◆ STATED TASK
Reproduce the lines below, replacing each occurrence of "Shelf-audit ticket" with "Inventory ticket" and leaving everything else unchanged.

___ EXCERPTED DATA

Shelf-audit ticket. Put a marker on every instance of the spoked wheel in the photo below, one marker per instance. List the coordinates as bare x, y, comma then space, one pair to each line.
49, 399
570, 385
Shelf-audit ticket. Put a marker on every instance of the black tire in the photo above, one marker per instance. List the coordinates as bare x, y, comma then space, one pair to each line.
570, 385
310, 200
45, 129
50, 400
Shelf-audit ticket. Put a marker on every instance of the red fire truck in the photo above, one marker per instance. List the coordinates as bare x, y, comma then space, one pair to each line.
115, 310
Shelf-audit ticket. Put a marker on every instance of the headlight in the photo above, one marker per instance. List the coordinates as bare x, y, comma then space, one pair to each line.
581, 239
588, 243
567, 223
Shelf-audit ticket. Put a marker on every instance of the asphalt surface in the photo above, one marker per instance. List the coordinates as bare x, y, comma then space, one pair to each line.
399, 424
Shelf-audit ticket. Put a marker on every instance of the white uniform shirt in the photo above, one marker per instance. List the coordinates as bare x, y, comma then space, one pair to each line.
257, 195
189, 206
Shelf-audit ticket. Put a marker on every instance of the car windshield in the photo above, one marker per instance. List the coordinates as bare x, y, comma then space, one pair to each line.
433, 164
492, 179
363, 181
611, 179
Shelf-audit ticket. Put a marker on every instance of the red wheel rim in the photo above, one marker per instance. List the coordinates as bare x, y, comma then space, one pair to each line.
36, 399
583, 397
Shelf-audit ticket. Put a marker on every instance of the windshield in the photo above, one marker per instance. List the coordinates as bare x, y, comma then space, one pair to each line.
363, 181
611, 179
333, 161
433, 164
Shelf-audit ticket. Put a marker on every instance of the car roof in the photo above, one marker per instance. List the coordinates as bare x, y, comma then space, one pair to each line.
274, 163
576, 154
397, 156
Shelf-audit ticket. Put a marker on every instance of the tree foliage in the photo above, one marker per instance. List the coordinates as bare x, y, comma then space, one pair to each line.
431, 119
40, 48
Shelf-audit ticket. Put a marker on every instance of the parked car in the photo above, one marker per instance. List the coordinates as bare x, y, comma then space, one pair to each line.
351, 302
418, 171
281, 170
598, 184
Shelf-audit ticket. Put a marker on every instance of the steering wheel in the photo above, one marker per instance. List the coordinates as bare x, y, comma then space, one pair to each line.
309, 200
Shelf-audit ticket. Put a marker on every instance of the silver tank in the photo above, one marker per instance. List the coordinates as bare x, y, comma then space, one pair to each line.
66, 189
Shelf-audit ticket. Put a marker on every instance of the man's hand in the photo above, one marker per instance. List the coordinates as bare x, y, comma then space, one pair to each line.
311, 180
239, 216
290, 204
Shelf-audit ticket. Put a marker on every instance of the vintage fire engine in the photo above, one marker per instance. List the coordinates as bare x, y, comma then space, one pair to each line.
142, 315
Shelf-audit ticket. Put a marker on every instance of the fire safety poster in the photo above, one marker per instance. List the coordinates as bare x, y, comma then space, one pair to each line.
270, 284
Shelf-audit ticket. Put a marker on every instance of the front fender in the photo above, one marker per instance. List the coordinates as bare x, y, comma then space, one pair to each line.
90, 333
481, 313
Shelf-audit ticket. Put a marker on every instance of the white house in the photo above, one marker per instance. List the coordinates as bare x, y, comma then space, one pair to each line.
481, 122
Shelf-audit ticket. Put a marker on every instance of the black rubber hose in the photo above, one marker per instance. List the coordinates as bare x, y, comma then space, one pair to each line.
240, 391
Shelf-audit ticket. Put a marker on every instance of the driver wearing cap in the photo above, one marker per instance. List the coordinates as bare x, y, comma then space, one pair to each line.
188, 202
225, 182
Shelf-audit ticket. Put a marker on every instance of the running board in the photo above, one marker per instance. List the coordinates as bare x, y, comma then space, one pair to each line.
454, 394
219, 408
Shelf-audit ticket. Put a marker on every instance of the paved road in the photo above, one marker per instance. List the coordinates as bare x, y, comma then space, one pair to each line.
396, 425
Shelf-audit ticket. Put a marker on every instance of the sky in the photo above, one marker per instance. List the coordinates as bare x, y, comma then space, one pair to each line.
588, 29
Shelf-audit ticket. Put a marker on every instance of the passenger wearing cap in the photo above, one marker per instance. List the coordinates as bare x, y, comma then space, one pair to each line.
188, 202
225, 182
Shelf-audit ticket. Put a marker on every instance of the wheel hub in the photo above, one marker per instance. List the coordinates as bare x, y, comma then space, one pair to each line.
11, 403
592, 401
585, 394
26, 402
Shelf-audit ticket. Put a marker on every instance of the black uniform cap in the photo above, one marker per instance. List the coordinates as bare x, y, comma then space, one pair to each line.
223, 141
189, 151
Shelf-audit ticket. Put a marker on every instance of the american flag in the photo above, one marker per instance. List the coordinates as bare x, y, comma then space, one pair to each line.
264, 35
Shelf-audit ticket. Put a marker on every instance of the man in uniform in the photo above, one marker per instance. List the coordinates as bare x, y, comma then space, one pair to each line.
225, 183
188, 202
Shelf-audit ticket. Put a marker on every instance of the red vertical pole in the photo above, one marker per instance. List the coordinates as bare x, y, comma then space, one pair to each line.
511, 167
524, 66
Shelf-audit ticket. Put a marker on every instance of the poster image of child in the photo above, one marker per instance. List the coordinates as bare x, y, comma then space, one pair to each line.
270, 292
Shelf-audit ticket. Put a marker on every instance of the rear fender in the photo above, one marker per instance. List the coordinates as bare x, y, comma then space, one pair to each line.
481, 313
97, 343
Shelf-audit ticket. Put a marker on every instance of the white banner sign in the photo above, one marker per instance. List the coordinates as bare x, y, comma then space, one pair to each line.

______

◆ SOLUTION TO THIS PROBLEM
Inventory ticket. Put a marker on every instance of the spoked wheel in the photo below, one marker per instance. List the coordinates as bare x, y, comma then space, one pair to each line.
49, 399
570, 385
Inventory ticket. Put a marker on every instance of the black tire in the photo above, one marker per instance. List the coordinates as bare x, y, comma then space, one pair to each line.
570, 385
310, 200
45, 129
50, 400
Inventory ticket. Put a marker on every instance of the red fire truck in the photo above, one marker per instance. List the coordinates as bare x, y, comma then space, one pair to each line.
115, 310
Inventory ticket. Put a marker on every instance of the headlight in the photo above, one marker per instance. List the coordinates as bare x, y, comma then space, one pair to each line.
581, 239
588, 243
567, 223
Inventory ticket. Put a marker on every instance of the asphalt surface in the photo above, one marker per instance. List the coordinates as bare x, y, comma then space, one pair to each line.
399, 424
Inventory ticket. Put a marker on every instance of the white uniform shirt in the photo above, one marker per instance. List the coordinates as bare x, y, comma then space, one pair to each line.
257, 195
189, 206
Inventory ticket. Put a marker on every instance of the car windshield in the photo above, one marker per instance. List the coordinates as bare x, y, comma then space, one pair to each line.
433, 164
492, 179
363, 181
611, 179
Inventory ticket. Put a marker on every instance of the red wheel rim in the photo above, one marker per instance. List the coordinates as bare x, y, comma then space, one pair to each line.
36, 399
583, 397
Inventory ticket. Put a marker on every instance of the windshield in the photo above, one marker per instance. List the coordinates as bare x, y, comma then space, one pair to each line.
363, 181
611, 179
333, 161
433, 164
Inventory ticket. Put a marker on every instance of the car roof in the photo above, one marker per instance. List the coordinates as bare x, y, comma then space, one pair to each line.
274, 163
576, 154
397, 156
Inventory ticket. Put a marker on every instance of the tree foliage in the photo above, one marker per instance. List the coordinates as bare x, y, comma then space, one pair to each line.
431, 119
40, 48
Inventory ticket. Put a marker on every instance of the parked car in the photo above, one marker per instance. List the coordinates as bare x, y, comma then space, one pair to each line.
351, 302
418, 171
281, 170
598, 184
Inventory ticket. Put a marker on every instance of the steering wheel in the photo above, one marker per instance. List the coordinates as bare x, y, comma then space, one pair to each line.
309, 200
Inventory ticket. Put a marker on every instance of the silver tank in the photo above, one marker per instance. List the coordinates as bare x, y, comma then space, one pair to each line.
66, 189
Inventory ticket. Put a marker on every instance of the man's hand in the photo above, one marker per instance. List the coordinates as bare x, y, comma then space, one pair to each line.
311, 180
239, 216
290, 204
Inventory ticket. Put a marker on every instance of the vintage fire engine in the photo above, one marker per instance. List the coordinates as bare x, y, comma then space, one pair to each line.
142, 315
Inventory ticket. Put a marker on every instance of the fire safety poster in the photo above, one marker per instance. List the coordinates as bare x, y, comma then space, one pair to each line.
270, 284
Inventory ticket. Put a marker on every instance of the front fender in the photo above, one marker per instance. List the coordinates as bare x, y, comma then space, one pair to each line.
90, 333
481, 313
Inventory ticket. Put a marker on every instance of the white house in the photo above, one marker per instance. List the coordinates as bare x, y, comma then space, one pair to each line.
481, 122
Inventory ticket. Put a marker on every instance of the black rubber hose in the photo above, one marker per instance. List the coordinates as bare x, y, comma then space, one pair to each line.
240, 391
Inventory ticket. Put a marker on every instance of the driver wearing cap in the photo above, one marker per instance. List the coordinates as bare x, y, comma then space, one pair to each line.
188, 202
225, 182
Inventory ticket. Put a marker on every instance of the running board in the photo above, one marker per instance. List the coordinates as bare x, y, comma then space, one pair to each line.
454, 394
219, 408
Inventory ticket. Put a marker on every instance of the paved road in the photo above, one marker per instance. List the coordinates as bare x, y, comma then space, one pair to each line.
396, 425
Inventory ticket. Put a marker on every instance of the sky in the photo above, one marker per instance. List the coordinates as bare x, y, comma then space, one pair to each line.
588, 29
Inventory ticket. Put a marker on every instance of the passenger wearing cap in the photo above, one marker per instance. List the coordinates as bare x, y, comma then space, one pair to each line.
188, 202
225, 182
Inventory ticket. Put a marker on every instance of the wheel hub in the photo above, one marker per instance. List the coordinates as bare x, y, comma then space, one pair to each line.
11, 403
592, 401
585, 394
26, 402
Inventory ticket. Put a marker on every instance of the black uniform cap in the photo above, one marker per instance. List the coordinates as bare x, y, comma then space, one pair to each line.
223, 141
189, 151
Inventory ticket. Put a marker on every instance of the american flag in the photo above, one marker per instance. List the coordinates as bare x, y, comma then space, one pair to each line.
264, 35
Inventory ticket. Put a marker on every instance of the man in uniform in the photo above, one marker per instance. List the coordinates as bare x, y, comma then space, one pair to each line.
225, 183
188, 202
Inventory ticket. Put a marker on every instance of the red vertical pole in the photo above, one marker per instance. List the coordinates as bare x, y, comma then space, one pair to each line.
511, 167
524, 66
Inventory ticket. Put a marker on every instance of the poster image of child in the photo above, one marker per instance. List the coordinates as bare x, y, comma then space, one pair to each line.
270, 292
Inventory ticket. Put a marker on every instance of the rear fender in the photo above, one marker per instance. List the coordinates as bare x, y, comma then space, one pair to each line.
481, 313
97, 343
Inventory ticket. Put a marker on every instance of the white banner sign in the photo above, one marker per instance. List the coordinates as bare x, y, comma then space, one pair to each line.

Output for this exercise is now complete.